▶ _YOUR TASK_: Output the full listing below, keeping each line exact.

┌─ THE INPUT

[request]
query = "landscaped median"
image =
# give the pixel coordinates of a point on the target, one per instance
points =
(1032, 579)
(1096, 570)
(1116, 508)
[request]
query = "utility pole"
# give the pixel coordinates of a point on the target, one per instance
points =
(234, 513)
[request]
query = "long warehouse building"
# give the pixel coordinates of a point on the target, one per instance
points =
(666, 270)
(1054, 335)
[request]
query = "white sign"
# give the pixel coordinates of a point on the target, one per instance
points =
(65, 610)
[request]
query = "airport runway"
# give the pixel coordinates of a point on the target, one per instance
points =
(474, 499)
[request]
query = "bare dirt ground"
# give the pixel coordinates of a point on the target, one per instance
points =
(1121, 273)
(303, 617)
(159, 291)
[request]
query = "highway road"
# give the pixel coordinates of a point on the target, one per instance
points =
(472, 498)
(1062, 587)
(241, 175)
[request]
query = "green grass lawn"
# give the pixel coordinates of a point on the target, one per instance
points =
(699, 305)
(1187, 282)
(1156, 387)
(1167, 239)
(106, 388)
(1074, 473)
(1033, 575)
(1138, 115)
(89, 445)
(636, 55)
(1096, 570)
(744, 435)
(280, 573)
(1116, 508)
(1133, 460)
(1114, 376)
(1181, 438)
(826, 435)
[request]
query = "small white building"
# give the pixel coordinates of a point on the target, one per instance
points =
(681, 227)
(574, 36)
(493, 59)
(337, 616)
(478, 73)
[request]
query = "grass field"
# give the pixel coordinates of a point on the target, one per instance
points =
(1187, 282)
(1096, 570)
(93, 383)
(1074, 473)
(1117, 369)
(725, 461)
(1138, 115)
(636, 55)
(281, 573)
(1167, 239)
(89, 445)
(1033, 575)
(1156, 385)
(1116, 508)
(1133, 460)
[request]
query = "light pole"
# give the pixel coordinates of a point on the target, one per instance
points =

└─

▶ _ANSWER TO THIS TASK_:
[request]
query = "landscaped median"
image =
# give the pixel coordinates of a point on the target, one per instance
points =
(1032, 579)
(1096, 570)
(1116, 508)
[request]
query = "utility pole"
# give the pixel coordinates of a point on the target, one per instance
points =
(234, 513)
[request]
query = "long warehouse building"
# give the pixel coordinates of a point on the target, one per instance
points =
(666, 270)
(1054, 335)
[request]
query = "white sign"
# give the pixel coordinates of a point on the target, one per instance
points =
(65, 610)
[request]
query = "airport runway"
# give the pixel coordinates of a point on the target, one per instance
points =
(474, 499)
[request]
query = "bare dirt ground"
# give the pixel coordinates of a point on the target, one per instance
points =
(1121, 273)
(303, 617)
(159, 291)
[request]
query = "highway road"
# give the pixel coordinates of a point on the target, one per instance
points =
(472, 498)
(1062, 587)
(241, 175)
[request]
query = "green grass lawn"
# give the pixel coordinates of a point on the target, one per instance
points =
(699, 305)
(1187, 282)
(1156, 387)
(1167, 239)
(106, 388)
(1074, 473)
(1033, 575)
(1138, 115)
(89, 445)
(636, 55)
(1096, 570)
(744, 435)
(280, 573)
(1116, 508)
(1133, 460)
(1114, 376)
(1181, 438)
(826, 435)
[request]
query = "small white building"
# give the pixel coordinates of a point on the target, one per instance
points =
(681, 227)
(574, 36)
(493, 59)
(337, 616)
(478, 73)
[request]
query = "grass field"
# give the pixel coordinates of a point on the target, one per instance
points =
(1187, 282)
(1096, 570)
(93, 383)
(1074, 473)
(1117, 369)
(725, 461)
(1138, 115)
(636, 55)
(281, 573)
(1167, 239)
(89, 445)
(1033, 575)
(1156, 385)
(1116, 508)
(1133, 460)
[request]
query = "light pole"
# give the pixel coordinates of a point on the target, one per instance
points =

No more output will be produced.